(DATA FOR PROCESSING):
——

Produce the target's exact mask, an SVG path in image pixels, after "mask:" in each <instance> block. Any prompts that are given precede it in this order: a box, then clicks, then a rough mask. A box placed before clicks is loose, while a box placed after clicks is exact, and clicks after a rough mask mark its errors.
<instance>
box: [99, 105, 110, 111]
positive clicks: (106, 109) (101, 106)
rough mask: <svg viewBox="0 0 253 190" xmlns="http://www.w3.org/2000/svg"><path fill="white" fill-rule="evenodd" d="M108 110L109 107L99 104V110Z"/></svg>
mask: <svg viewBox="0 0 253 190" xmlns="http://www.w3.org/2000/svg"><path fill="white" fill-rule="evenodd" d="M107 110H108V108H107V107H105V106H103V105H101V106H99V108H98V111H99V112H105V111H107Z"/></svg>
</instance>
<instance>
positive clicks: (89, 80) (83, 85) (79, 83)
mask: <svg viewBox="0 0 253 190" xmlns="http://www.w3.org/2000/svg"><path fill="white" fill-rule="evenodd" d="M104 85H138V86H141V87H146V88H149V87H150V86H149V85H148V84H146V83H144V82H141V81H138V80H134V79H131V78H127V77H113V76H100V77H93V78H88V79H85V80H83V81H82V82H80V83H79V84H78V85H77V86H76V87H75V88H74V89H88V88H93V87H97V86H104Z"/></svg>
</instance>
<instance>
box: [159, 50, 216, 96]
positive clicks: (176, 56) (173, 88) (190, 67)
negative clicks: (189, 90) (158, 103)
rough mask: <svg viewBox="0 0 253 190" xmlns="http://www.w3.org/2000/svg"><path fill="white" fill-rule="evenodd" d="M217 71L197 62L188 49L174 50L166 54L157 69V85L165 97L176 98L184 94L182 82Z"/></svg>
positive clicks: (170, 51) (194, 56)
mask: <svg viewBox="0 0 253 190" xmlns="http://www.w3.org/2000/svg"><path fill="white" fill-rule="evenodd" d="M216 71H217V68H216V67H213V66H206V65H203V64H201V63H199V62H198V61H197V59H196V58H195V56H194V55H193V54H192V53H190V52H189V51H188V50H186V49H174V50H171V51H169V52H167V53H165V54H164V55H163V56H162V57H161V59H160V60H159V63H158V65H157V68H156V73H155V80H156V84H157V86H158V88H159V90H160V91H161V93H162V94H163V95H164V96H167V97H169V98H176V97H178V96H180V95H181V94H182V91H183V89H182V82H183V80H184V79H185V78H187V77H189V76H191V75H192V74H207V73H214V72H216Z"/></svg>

——

(TASK INSTRUCTIONS):
Could you render every line of the records above as a Markdown table with the columns "Row" and "Line", leaving out any blank lines?

(RESPONSE):
| Row | Line |
|---|---|
| 1 | Produce the target's exact mask, an SVG path in image pixels, after "mask:" in each <instance> block. Any prompts that are given precede it in this order: a box, then clicks, then a rough mask. A box placed before clicks is loose, while a box placed after clicks is exact, and clicks after a rough mask mark its errors. |
| 2 | <instance> |
| 3 | box: [99, 105, 110, 111] |
| 4 | positive clicks: (106, 109) (101, 106) |
| 5 | rough mask: <svg viewBox="0 0 253 190" xmlns="http://www.w3.org/2000/svg"><path fill="white" fill-rule="evenodd" d="M108 110L109 107L99 104V110Z"/></svg> |
| 6 | mask: <svg viewBox="0 0 253 190" xmlns="http://www.w3.org/2000/svg"><path fill="white" fill-rule="evenodd" d="M107 110H108V108H107V107H105V106H103V105H101V106H99V108H98V111H99V112H105V111H107Z"/></svg> |
| 7 | </instance> |
| 8 | <instance> |
| 9 | positive clicks: (89, 80) (83, 85) (79, 83) |
| 10 | mask: <svg viewBox="0 0 253 190" xmlns="http://www.w3.org/2000/svg"><path fill="white" fill-rule="evenodd" d="M104 85H138V86H141V87H146V88H149V87H150V86H149V85H148V84H146V83H144V82H141V81H138V80H134V79H131V78H127V77H113V76H100V77H93V78H88V79H85V80H83V81H82V82H80V83H79V84H78V85H77V86H76V87H75V88H74V89H88V88H93V87H97V86H104Z"/></svg> |
| 11 | </instance> |
| 12 | <instance> |
| 13 | box: [159, 50, 216, 96] |
| 14 | positive clicks: (176, 56) (173, 88) (190, 67) |
| 15 | negative clicks: (189, 90) (158, 103) |
| 16 | rough mask: <svg viewBox="0 0 253 190" xmlns="http://www.w3.org/2000/svg"><path fill="white" fill-rule="evenodd" d="M217 71L197 62L188 49L174 50L166 54L157 69V85L165 97L176 98L184 94L182 82Z"/></svg> |
| 17 | positive clicks: (170, 51) (194, 56) |
| 18 | mask: <svg viewBox="0 0 253 190" xmlns="http://www.w3.org/2000/svg"><path fill="white" fill-rule="evenodd" d="M216 71H217V68H216V67H213V66H206V65H203V64H201V63H199V62H198V61H197V59H196V58H195V56H194V55H193V54H192V53H190V52H189V51H188V50H186V49H174V50H171V51H169V52H167V53H165V54H164V55H163V56H162V57H161V59H160V60H159V63H158V65H157V68H156V73H155V80H156V84H157V86H158V88H159V90H160V91H161V93H162V94H163V95H164V96H167V97H169V98H176V97H178V96H180V95H181V94H182V91H183V89H182V82H183V80H184V79H185V78H187V77H189V76H191V75H192V74H207V73H214V72H216Z"/></svg> |